TASKS TO CARRY OUT:
1/ Reproduce the passage on Hagen's performances from "At the Menuhin" to "recorded by Arte.".
2/ According to the passage on Hagen's performances, whose works did she play on her first CD, released with Annika Treutler in 2019?
3/ The passage on Hagen's performances says she played Bruckner's Symphony No. 7 with a chamber ensemble at the 2021 Salzburg Festival. Explain what made that possible.

TEXT TO READ:
* * * * *

At the Menuhin Festival Gstaad, she appeared in 2020 with pianist Aaron Pilsan in a livestreamed concert that included Mendelssohn's Cello Sonata No. 1, Debussy's Cello Sonata and César Franck's Sonata. She performed at the 2021 Salzburg Festival in Bruckner's Symphony No. 7 in an arrangement for chamber ensemble by Hanns Eisler, with violinist Renaud Capuçon and others. Other international festivals included the Beethovenfest in Bonn, Heidelberger Frühling, the Aix-en-Provence Festival, Musiktage Mondsee, Allegro Vivo, and Internationales Alfredo Piatti Festival. Her concert at the 2025 Rheingau Musik Festival, playing the Double Concerto by Brahms with Renaud Capuçon and the Bamberg Symphony conducted by Jakub Hrůša at the Kurhaus Wiesbaden, was recorded by Arte.

Hagen has played chamber music also with pianists Annika Treutler, Stefan Vladar, Khatia Buniatishvili, Marc-André Hamelin and Igor Levit and with clarinetist Daniel Ottensamer. She published her first CD with Treutler in 2019, playing works by Johannes Brahms.

* * * * *

PROVIDED MATERIAL:

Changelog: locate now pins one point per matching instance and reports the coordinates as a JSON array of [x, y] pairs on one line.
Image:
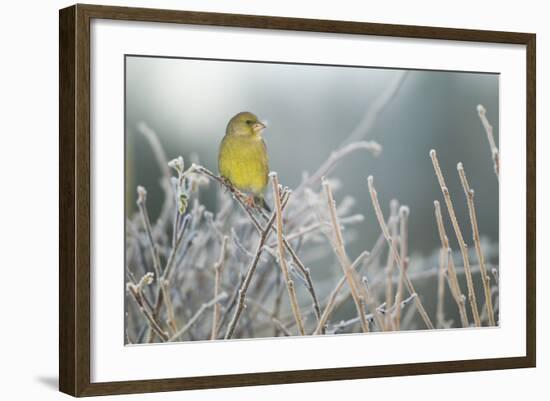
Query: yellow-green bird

* * * * *

FULL ANSWERS:
1/
At the Menuhin Festival Gstaad, she appeared in 2020 with pianist Aaron Pilsan in a livestreamed concert that included Mendelssohn's Cello Sonata No. 1, Debussy's Cello Sonata and César Franck's Sonata. She performed at the 2021 Salzburg Festival in Bruckner's Symphony No. 7 in an arrangement for chamber ensemble by Hanns Eisler, with violinist Renaud Capuçon and others. Other international festivals included the Beethovenfest in Bonn, Heidelberger Frühling, the Aix-en-Provence Festival, Musiktage Mondsee, Allegro Vivo, and Internationales Alfredo Piatti Festival. Her concert at the 2025 Rheingau Musik Festival, playing the Double Concerto by Brahms with Renaud Capuçon and the Bamberg Symphony conducted by Jakub Hrůša at the Kurhaus Wiesbaden, was recorded by Arte.

2/ She played works by Johannes Brahms.

3/ The symphony was performed in an arrangement for chamber ensemble by Hanns Eisler. That version let Hagen play it with violinist Renaud Capuçon and others.